| Exercise instructions |
Output the entries word for word. Omit images.

| Given entries |
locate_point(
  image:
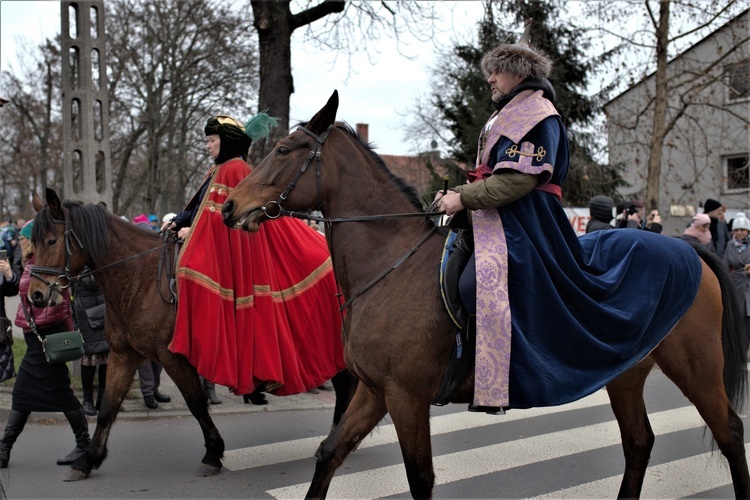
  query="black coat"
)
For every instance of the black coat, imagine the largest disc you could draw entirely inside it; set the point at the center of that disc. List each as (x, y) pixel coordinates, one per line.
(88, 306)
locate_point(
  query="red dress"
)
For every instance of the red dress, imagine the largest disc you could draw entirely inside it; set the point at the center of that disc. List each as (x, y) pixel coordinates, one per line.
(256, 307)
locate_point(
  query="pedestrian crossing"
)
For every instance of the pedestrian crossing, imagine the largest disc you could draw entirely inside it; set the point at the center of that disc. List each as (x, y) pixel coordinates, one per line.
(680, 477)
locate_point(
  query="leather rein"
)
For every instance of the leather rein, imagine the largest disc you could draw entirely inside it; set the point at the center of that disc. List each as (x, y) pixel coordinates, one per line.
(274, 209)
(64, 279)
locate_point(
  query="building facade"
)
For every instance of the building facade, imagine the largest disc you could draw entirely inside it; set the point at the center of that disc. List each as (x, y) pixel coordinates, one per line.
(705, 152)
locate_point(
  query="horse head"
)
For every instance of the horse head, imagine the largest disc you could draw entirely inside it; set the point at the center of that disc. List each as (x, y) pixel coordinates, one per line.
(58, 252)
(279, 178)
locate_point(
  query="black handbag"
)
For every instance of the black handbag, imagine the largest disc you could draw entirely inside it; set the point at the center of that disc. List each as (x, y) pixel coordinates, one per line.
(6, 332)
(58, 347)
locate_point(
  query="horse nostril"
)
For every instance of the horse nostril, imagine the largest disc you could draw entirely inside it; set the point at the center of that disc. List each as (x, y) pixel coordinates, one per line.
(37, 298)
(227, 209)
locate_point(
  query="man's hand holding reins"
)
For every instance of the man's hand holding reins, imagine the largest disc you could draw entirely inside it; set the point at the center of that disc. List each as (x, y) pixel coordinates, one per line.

| Answer to this exercise |
locate_point(
  image:
  query="black coat"
)
For every instance of the black coat, imagine the largest disc you could draw entirely inside it; set the point at the center of that disc. List each as (x, y) pixel coordinates, one per line.
(88, 306)
locate_point(
  query="red dress"
)
For every instance of the red dress, imagine the largest disc you could draw entirely inside it; set the point at the center of that disc. List each as (x, y) pixel coordinates, one per line.
(256, 307)
locate_point(
  query="pedestrian crossing"
)
For every instance of the pedestrian crossing, imagine the largest disc you could draw entirely inside it; set the point at the center of that disc. List each as (x, y) pixel coordinates, one per line.
(680, 477)
locate_point(
  query="leather rein"
)
For every instance of the leather rein, imagine the largest disc you could draw entirely inside it; set the point at the center of that disc. List each as (x, y) pixel coordinates, one per line.
(274, 209)
(64, 279)
locate_point(
  query="building facade"
)
For every instance of the building facade, imagine the largest disc you could draw entirely inside it; set the point at the center of that disc. List each as (x, y) pixel coordinates, one per line.
(705, 152)
locate_point(
  query="horse head"
)
For every instance of the horse head, imagine the largest disc you could draw entirely inside it; set the point at the center of that disc. List each as (x, y) pixel coordinates, one per line.
(58, 252)
(279, 178)
locate_point(
  query="black handbag"
)
For every instance of the black handbag, imagine the largest disc you could draw entirely inside it; set the point at the center of that disc. List each as (x, y) pixel coordinates, one per line.
(6, 332)
(58, 347)
locate_point(
  query="horse nostril"
)
For every instance of the horse nostril, imagine the largest disc you could draw entirely inside it; set the point at the center of that disc. List each as (x, y) pixel coordinates, one per line.
(37, 298)
(227, 209)
locate_point(
  query="man's hand holding reins"
)
For every instance of the man's hand holding reins, imagine the largest disc you could draw entirely inside it; set the point at the center of that disc. List each as (x, y) pixel coordinates, one per line.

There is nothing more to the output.